* **Records for this exercise**:
━━━━━━

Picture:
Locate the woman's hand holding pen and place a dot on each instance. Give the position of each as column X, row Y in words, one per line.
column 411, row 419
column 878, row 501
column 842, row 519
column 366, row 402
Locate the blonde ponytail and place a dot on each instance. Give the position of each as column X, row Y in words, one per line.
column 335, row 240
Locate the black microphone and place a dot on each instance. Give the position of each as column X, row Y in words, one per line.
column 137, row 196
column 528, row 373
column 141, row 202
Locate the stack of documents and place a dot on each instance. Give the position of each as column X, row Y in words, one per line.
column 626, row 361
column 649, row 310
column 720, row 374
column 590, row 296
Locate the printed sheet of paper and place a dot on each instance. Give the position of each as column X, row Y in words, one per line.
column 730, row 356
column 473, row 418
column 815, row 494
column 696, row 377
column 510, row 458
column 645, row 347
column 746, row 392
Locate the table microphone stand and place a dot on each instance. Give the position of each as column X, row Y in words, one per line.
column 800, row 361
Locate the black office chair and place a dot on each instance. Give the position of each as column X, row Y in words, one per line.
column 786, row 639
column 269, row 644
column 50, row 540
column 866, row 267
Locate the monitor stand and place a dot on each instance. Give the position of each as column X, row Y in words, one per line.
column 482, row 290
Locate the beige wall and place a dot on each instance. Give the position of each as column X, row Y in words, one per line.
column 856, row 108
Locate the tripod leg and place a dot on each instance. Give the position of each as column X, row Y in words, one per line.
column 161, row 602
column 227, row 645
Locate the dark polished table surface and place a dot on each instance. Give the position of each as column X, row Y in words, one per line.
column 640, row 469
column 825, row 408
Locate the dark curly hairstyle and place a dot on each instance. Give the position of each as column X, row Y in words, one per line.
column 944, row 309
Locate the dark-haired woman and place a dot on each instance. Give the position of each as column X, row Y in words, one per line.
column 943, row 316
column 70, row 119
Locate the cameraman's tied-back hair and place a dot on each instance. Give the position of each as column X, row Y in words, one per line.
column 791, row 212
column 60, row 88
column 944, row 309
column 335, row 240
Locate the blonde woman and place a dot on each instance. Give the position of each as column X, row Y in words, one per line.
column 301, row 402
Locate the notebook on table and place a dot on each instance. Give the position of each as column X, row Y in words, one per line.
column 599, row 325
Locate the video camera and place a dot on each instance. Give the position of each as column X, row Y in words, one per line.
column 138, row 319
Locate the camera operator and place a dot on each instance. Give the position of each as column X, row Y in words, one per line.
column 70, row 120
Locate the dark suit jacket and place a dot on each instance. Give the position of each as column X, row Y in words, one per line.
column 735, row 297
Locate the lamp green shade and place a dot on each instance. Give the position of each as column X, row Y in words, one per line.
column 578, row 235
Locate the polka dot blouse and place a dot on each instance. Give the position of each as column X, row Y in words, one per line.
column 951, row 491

━━━━━━

* **Directions for this task**: Rewrite the stretch from the line containing "Locate the notebook" through the end of the data above, replacing "video camera" with "camcorder" and leaving everything else unchanged.

* **Solved problem**:
Locate the notebook on table and place a dot on each instance. Give the position of each as column X, row Y in words, one per line.
column 599, row 325
Locate the camcorder and place a dot on each instance. Give the position of each as column X, row Y in words, one per line.
column 138, row 319
Locate the camera operator and place a dot on each instance. Give the position of each as column X, row Y in words, one per line.
column 70, row 120
Locate the dark suit jacket and place a dot on each instance. Give the position of each as column X, row Y in words, one per line.
column 735, row 297
Locate the lamp green shade and place a dot on each instance. Give the position of each as column X, row Y in words, one per line.
column 578, row 235
Locate the polka dot blouse and place a dot on each instance. Give the position of each as column X, row Y in words, one per line.
column 951, row 491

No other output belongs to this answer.